=== Records ===
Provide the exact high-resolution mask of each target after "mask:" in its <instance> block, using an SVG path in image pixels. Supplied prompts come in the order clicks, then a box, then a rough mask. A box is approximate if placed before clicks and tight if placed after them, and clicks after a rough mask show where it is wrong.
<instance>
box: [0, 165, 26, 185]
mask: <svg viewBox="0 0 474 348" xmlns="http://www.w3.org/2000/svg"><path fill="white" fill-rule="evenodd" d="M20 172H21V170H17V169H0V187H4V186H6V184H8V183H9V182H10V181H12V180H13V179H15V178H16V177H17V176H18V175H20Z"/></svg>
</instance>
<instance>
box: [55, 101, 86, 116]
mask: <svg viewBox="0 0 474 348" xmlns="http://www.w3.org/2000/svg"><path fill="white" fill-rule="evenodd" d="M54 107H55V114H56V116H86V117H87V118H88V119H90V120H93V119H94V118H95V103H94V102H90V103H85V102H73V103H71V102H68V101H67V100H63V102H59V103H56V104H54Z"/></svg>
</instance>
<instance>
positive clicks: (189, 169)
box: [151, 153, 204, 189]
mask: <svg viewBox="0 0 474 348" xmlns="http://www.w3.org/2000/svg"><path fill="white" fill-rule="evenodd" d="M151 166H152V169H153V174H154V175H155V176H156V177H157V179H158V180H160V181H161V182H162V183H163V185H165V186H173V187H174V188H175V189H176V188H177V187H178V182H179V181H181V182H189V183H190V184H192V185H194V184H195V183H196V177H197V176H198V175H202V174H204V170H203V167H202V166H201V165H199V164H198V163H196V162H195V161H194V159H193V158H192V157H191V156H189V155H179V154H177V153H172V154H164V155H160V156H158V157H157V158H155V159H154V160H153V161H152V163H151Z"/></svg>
===
Copy each line of the listing that includes "clicks".

Provide the exact high-resolution mask of each target after "mask:" in its <instance> block, using an SVG path in image pixels. Supplied prompts come in the order clicks, then a box, then a rough mask. A box is approximate if placed before clicks and tight if placed after them, and clicks after a rough mask show where it is wrong.
positive clicks: (189, 169)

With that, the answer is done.